THE DATA Start Marker
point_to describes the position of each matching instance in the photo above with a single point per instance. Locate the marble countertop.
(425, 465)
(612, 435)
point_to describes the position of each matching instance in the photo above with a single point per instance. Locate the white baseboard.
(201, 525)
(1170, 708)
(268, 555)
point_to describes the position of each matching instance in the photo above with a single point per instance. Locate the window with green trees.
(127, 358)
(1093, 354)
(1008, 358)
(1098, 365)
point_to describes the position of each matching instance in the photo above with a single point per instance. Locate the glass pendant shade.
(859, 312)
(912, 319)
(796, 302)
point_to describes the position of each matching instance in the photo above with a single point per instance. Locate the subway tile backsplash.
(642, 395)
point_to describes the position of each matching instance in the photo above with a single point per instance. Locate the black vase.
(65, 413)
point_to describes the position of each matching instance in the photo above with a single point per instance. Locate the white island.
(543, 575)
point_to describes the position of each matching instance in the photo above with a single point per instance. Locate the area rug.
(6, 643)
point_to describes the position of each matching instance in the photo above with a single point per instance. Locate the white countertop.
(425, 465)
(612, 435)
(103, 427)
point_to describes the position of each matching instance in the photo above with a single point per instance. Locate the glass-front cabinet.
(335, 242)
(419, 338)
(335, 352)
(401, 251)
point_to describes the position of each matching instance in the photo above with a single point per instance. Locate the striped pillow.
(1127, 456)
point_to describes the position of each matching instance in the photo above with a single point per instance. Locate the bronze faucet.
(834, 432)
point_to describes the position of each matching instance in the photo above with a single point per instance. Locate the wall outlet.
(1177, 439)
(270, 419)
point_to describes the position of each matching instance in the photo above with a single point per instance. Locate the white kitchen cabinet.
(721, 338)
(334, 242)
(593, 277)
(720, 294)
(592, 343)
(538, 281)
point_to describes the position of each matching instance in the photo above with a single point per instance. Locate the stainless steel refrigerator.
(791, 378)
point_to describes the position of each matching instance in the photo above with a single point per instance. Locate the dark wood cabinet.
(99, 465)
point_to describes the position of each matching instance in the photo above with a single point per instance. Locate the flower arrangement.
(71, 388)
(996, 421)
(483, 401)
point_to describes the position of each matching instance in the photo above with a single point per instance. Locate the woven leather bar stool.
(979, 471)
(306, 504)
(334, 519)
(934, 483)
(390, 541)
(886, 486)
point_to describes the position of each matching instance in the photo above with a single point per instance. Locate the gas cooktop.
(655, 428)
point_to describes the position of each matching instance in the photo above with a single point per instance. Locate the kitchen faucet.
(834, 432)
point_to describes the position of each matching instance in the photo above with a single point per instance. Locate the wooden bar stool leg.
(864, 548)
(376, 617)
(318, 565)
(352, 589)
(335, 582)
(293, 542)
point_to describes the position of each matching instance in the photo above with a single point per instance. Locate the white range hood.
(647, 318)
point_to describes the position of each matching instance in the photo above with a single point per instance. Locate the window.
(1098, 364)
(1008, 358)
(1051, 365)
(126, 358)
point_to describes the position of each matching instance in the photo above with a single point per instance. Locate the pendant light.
THE DATA End Marker
#### [ASSIGNMENT]
With every word kept as it is, set down the entries again.

#### [EXERCISE OUTPUT]
point_to describes the position of each matching instance in the photo above with a single point per instance. Locate the marble countertop.
(425, 465)
(612, 435)
point_to describes the position of each matching instance in the photo above with a single point per instance. Locate the white baseboard.
(201, 525)
(1170, 708)
(268, 555)
point_to describes the position of each matching instance in the photo above with a single point per instance. Locate the window with green trees.
(127, 358)
(1093, 354)
(1008, 358)
(1098, 365)
point_to describes the position of each matching instance in the photo above with a single point per instance. Locate the glass pendant shade.
(859, 312)
(912, 319)
(796, 302)
point_to describes the position of each matching instance in the photo above with a single point per instance. Locate the subway tile backsplash.
(642, 395)
point_to describes the position of each matching instance in the photo above with a single point per instance. Locate the black vase.
(65, 413)
point_to describes the position of each matching instance in the photo above with a single point per instance. Locate the white island.
(543, 575)
point_to describes the position of each matching instance in the photo above with a single point per instance. Locate the area rug.
(6, 643)
point_to describes the position of each matching instance in the photo above with a single point per instance. Locate the white countertop.
(425, 465)
(612, 435)
(103, 427)
point_to describes the position of each matching instance in the photo above with a single point per instance. Locate the glass-front cabinet.
(335, 242)
(419, 338)
(335, 352)
(401, 251)
point_to describes the position of each matching instance in the photo above with a single point per instance. Locate the striped pillow.
(1127, 456)
point_to describes the position of each matching instance in the photo above with a single point per instance. Locate the bronze faucet.
(834, 432)
point_to describes the position of each matching instance in the photo above with a single point per instance. Locate the wall outlet.
(1177, 439)
(270, 419)
point_to describes the position of each matching instance in the photo above with a single point per instance. Locate the white kitchen cabinet.
(721, 338)
(334, 242)
(593, 277)
(720, 294)
(592, 343)
(538, 281)
point_to describes the position of each matching instance in the photo above with a single point per instance. Locate the stainless steel refrigerator.
(791, 378)
point_to describes the position of each matching instance in the photo above with a single point per instance. Locate the dark wood cabinet.
(99, 465)
point_to describes the position of each matching instance in the photo above with a single point per instance. Locate the flower arrangement.
(71, 388)
(996, 421)
(483, 401)
point_to describes the position of each matching instance in the photo above with a single point per instance. Locate the woven leather bar stool.
(979, 471)
(306, 504)
(334, 519)
(934, 483)
(390, 541)
(886, 486)
point_to describes the position of each matching instance in the photo above with a single point per instance. Locate the gas cooktop.
(655, 428)
point_to describes the position of each matching instance in the photo above with a single point per instance. Locate the kitchen faucet.
(834, 432)
point_to describes the position of each matching instance in the photo above with a single point per instance. Locate the wooden bar stool leg.
(864, 548)
(376, 617)
(318, 565)
(352, 589)
(335, 582)
(293, 542)
point_to describes the position of each matching instance in the photo above with a single point per instance. Locate the white range hood.
(647, 318)
point_to describes the position of each matching instance in the photo above with a single point per instance. Locate the window.
(1098, 364)
(1008, 358)
(1051, 365)
(126, 358)
point_to describes the position of each matching instance in the photo above with a single point per instance. Locate the pendant light.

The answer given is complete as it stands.